• HOW TO COMPLETE THIS TASK: All lines with the word "tower" must be pulled from the entries below.

[Referring expression pointing data]
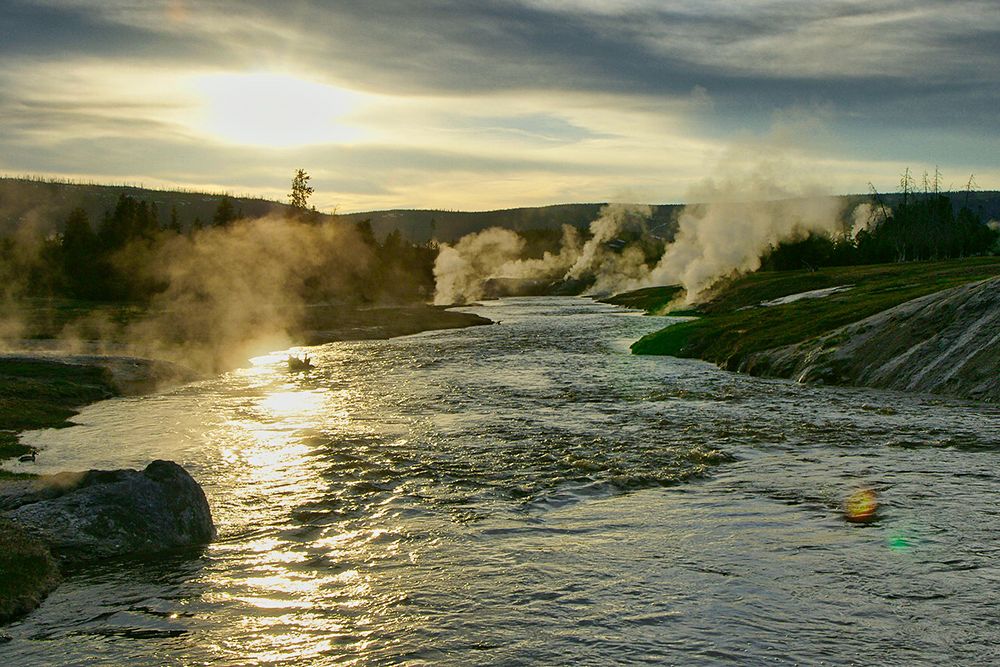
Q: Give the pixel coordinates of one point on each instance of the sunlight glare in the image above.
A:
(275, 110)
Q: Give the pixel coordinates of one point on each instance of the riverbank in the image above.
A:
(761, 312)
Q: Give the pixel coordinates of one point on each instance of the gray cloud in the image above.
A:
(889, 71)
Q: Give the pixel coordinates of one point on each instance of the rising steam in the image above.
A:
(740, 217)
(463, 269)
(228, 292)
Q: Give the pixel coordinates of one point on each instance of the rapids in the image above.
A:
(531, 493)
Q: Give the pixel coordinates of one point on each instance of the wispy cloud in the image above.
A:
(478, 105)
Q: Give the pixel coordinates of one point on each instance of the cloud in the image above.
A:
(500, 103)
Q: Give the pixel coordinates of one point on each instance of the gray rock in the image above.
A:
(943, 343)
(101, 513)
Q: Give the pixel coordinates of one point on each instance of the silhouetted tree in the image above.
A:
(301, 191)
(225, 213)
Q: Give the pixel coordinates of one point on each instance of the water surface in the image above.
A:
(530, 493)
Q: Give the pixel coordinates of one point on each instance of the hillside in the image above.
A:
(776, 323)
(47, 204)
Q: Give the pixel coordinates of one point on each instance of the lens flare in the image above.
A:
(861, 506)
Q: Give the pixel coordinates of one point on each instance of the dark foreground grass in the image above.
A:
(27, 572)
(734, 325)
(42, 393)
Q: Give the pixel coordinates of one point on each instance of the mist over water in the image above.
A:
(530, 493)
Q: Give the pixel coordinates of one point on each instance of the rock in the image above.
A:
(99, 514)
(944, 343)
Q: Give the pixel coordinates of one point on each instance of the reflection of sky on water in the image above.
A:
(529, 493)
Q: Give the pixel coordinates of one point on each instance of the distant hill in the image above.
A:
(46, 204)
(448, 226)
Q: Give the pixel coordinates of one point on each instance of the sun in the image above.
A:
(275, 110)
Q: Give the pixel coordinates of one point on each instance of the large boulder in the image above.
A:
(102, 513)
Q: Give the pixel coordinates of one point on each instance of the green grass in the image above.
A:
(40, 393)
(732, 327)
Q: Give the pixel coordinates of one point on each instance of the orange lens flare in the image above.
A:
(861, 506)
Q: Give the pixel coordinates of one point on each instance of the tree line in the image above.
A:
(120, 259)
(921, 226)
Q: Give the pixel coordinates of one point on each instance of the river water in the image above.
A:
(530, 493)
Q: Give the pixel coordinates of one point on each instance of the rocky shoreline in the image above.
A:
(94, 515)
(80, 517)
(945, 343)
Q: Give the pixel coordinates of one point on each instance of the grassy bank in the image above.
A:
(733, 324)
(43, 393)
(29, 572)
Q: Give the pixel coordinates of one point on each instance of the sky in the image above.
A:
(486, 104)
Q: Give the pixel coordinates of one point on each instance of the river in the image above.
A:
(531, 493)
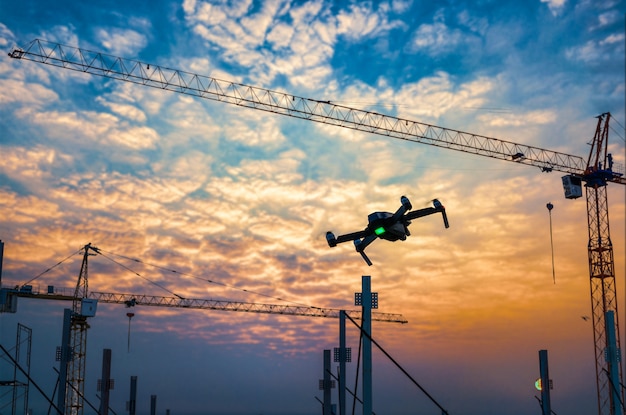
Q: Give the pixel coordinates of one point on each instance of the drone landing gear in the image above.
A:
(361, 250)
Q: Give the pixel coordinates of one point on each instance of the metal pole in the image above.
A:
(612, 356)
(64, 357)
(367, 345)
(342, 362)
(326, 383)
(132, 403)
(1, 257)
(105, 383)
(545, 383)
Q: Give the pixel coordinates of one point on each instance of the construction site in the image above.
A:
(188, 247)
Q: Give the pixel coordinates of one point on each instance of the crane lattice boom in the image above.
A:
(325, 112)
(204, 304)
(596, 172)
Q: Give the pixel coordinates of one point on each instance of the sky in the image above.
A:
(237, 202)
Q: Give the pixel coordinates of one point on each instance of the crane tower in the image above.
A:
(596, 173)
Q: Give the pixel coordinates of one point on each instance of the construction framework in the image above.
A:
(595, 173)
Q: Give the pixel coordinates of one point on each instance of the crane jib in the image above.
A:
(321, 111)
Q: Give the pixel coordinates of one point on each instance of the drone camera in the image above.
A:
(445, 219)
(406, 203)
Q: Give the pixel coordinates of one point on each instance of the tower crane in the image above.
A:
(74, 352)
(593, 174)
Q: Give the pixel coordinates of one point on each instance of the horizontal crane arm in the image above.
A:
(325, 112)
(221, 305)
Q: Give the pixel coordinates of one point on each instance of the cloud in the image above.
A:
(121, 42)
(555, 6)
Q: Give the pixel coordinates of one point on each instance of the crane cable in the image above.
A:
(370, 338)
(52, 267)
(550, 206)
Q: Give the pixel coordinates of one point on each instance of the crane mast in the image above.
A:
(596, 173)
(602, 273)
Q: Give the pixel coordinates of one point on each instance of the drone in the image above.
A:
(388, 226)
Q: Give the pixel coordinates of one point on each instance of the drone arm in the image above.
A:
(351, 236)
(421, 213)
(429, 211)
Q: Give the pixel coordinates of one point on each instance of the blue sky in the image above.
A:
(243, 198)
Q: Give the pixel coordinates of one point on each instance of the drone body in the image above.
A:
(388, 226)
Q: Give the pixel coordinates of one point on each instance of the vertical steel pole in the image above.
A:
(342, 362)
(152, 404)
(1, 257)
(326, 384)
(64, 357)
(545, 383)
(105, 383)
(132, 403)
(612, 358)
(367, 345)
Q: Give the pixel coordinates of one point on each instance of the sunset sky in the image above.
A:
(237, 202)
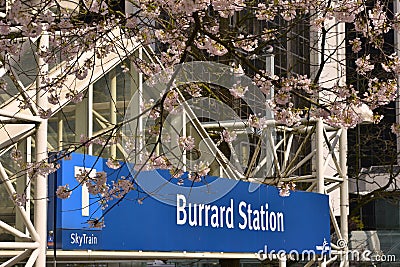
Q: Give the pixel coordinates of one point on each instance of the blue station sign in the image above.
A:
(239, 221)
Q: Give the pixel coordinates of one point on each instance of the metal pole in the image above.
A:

• EXERCISE ANSWER:
Q: Give the pixel coordinates of one point on each instance of the crane tower in the image above.
Q: Give the pixel coordinates of one point on each instance of the tower crane in the image above.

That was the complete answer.